In the records below, change each occurrence of "golden brown breaded cutlet" to "crispy fried chicken cutlet" and reproduce the lines with all other text left unchanged.

'''

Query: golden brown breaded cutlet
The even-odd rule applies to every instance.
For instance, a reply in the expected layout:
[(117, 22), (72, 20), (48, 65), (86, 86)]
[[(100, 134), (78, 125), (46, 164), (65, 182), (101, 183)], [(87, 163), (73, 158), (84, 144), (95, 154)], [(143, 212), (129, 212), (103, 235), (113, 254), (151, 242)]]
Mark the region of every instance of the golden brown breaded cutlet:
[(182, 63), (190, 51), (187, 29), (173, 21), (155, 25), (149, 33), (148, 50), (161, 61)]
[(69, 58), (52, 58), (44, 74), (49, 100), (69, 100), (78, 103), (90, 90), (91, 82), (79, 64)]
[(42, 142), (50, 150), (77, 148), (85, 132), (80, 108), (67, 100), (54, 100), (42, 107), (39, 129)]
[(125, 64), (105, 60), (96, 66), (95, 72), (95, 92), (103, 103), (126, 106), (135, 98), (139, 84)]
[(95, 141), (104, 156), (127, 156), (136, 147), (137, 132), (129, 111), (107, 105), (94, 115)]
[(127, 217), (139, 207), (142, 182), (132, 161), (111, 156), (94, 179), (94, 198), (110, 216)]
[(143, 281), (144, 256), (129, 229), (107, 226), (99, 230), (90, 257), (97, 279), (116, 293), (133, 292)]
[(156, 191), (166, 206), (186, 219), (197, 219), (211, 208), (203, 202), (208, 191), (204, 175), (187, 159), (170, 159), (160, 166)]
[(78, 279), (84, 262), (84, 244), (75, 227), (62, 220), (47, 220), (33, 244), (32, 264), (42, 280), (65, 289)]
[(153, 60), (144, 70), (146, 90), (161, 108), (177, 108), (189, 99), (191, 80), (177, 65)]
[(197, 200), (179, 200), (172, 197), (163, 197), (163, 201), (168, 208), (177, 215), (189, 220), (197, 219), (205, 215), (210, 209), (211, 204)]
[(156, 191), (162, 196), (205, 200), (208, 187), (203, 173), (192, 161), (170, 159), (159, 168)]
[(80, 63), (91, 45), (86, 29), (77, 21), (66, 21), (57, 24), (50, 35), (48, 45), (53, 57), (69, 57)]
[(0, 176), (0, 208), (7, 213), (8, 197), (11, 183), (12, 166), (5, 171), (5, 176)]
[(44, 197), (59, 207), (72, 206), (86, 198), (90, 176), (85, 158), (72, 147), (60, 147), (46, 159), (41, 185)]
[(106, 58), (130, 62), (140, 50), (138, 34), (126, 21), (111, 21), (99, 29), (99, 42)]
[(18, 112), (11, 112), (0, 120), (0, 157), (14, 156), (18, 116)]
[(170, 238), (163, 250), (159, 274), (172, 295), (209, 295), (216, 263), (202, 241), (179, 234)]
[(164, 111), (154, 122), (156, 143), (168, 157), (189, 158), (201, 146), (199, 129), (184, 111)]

'''

RESULT BELOW
Query: crispy fried chicken cutlet
The even-odd rule applies to every instance.
For instance, a reply in the expected layout:
[(117, 22), (72, 20), (48, 65), (86, 86)]
[[(100, 134), (78, 125), (46, 164), (65, 182), (101, 183)], [(87, 163), (73, 158), (84, 144), (95, 154)], [(143, 212), (129, 212), (103, 235), (113, 254), (151, 242)]]
Mark the region of every instance of the crispy fried chicken cutlet:
[(182, 63), (190, 51), (187, 29), (173, 21), (155, 25), (149, 33), (148, 50), (161, 61)]
[(69, 58), (52, 58), (44, 74), (49, 100), (69, 100), (78, 103), (90, 90), (91, 82), (79, 64)]
[(42, 142), (50, 150), (77, 148), (85, 132), (80, 108), (67, 100), (54, 100), (42, 107), (39, 129)]
[(125, 64), (105, 60), (96, 66), (95, 72), (95, 92), (103, 103), (126, 106), (135, 98), (139, 84)]
[(95, 141), (104, 156), (127, 156), (136, 147), (137, 132), (129, 111), (107, 105), (94, 115)]
[(127, 217), (139, 207), (142, 182), (132, 161), (111, 156), (94, 179), (94, 198), (110, 216)]
[(143, 281), (144, 256), (129, 229), (107, 226), (99, 230), (90, 257), (97, 279), (116, 293), (133, 292)]
[(156, 191), (166, 206), (186, 219), (197, 219), (211, 208), (203, 202), (208, 191), (204, 175), (187, 159), (170, 159), (160, 166)]
[(78, 279), (84, 262), (84, 244), (75, 227), (62, 220), (47, 220), (33, 244), (32, 264), (42, 280), (65, 289)]
[(153, 60), (144, 70), (146, 90), (161, 108), (177, 108), (189, 99), (191, 80), (177, 65)]
[(197, 200), (179, 200), (172, 197), (163, 197), (163, 201), (168, 208), (177, 215), (189, 220), (197, 219), (205, 215), (210, 209), (211, 204)]
[(156, 191), (162, 196), (205, 200), (208, 187), (203, 173), (192, 161), (170, 159), (159, 168)]
[(80, 63), (91, 45), (86, 29), (77, 21), (66, 21), (57, 24), (50, 35), (48, 45), (53, 57), (69, 57)]
[(0, 176), (0, 208), (7, 213), (8, 197), (11, 183), (12, 166), (5, 171), (5, 176)]
[(44, 197), (59, 207), (72, 206), (86, 198), (90, 176), (85, 158), (72, 147), (60, 147), (46, 159), (41, 185)]
[(106, 58), (130, 62), (140, 50), (138, 34), (126, 21), (111, 21), (99, 29), (99, 42)]
[(18, 112), (11, 112), (0, 120), (0, 157), (14, 156), (18, 116)]
[(170, 238), (163, 250), (159, 274), (172, 295), (209, 295), (216, 263), (202, 241), (179, 234)]
[(164, 111), (154, 122), (156, 143), (168, 157), (189, 158), (201, 146), (199, 129), (184, 111)]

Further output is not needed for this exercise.